4

I have a 25Gb plaintext file with ~10 million lines, several hundred words per line. Each line needs to be individually processed and I'm trying to split off chunks to a dozen workers to be processed in parallel. Currently loading in a million lines at a time (this for some reason takes up ~10Gb in RAM even though it's only ~3Gb uncompressed on disk,) splitting it evenly 12 ways, and then mapping it to 12 workers using multiprocessing.Pool.

Problem is when each of my 12 workers finish processing their allocated data, their RAM is not being freed and only increases another ~10Gb on the next million line iteration.

I've tried "del"'ing the previous data, resetting the previous data to an empty allocation, creating iterable variable names with eval(), gc.collect() after deletion, and entirely separating the IO to its own function, all with no luck and the exact same issue. Running debug shows that the python interpreter is only recognizing the expected data and data from previous iteration is not accessible, so why isn't the RAM actually being freed?

The code below is my latest iteration of trying to separate all the environments, not the most efficient but "BigFileOnDisk" is on an SSD so re-reading through the file each time is negligible compared to actually processing the data. Previously had the "read" functionality within the allocation function, deleting all data after workers finished, with same results.

○ ○ ○ ○

What to work on →
**a)** Please say whether each statement agrees with the forum post, answering yes or no and quoting the words that decide it: (i) the file holds about 10 million lines; (ii) the data is split among eight workers; (iii) calling gc.collect() after deletion solved the memory problem.
**b)** Copy the forum post word for word from "I have a 25Gb" to "workers using multiprocessing.Pool.".
**c)** List every approach the forum post names in the sentence that begins "I've tried".
The items after this point are separate material, unconnected to the forum post.

Collection entries:
○ ○ ○ ○

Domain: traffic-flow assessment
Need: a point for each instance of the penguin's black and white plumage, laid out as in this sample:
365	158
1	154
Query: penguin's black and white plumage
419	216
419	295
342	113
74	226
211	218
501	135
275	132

○ ○ ○ ○

Solutions to the problems →
**a)**
(i) Yes: "a 25Gb plaintext file with ~10 million lines"
(ii) No: "splitting it evenly 12 ways"
(iii) No: "all with no luck and the exact same issue"

**b)**
I have a 25Gb plaintext file with ~10 million lines, several hundred words per line. Each line needs to be individually processed and I'm trying to split off chunks to a dozen workers to be processed in parallel. Currently loading in a million lines at a time (this for some reason takes up ~10Gb in RAM even though it's only ~3Gb uncompressed on disk,) splitting it evenly 12 ways, and then mapping it to 12 workers using multiprocessing.Pool.

**c)**
- "del"'ing the previous data
- resetting the previous data to an empty allocation
- creating iterable variable names with eval()
- gc.collect() after deletion
- entirely separating the IO to its own function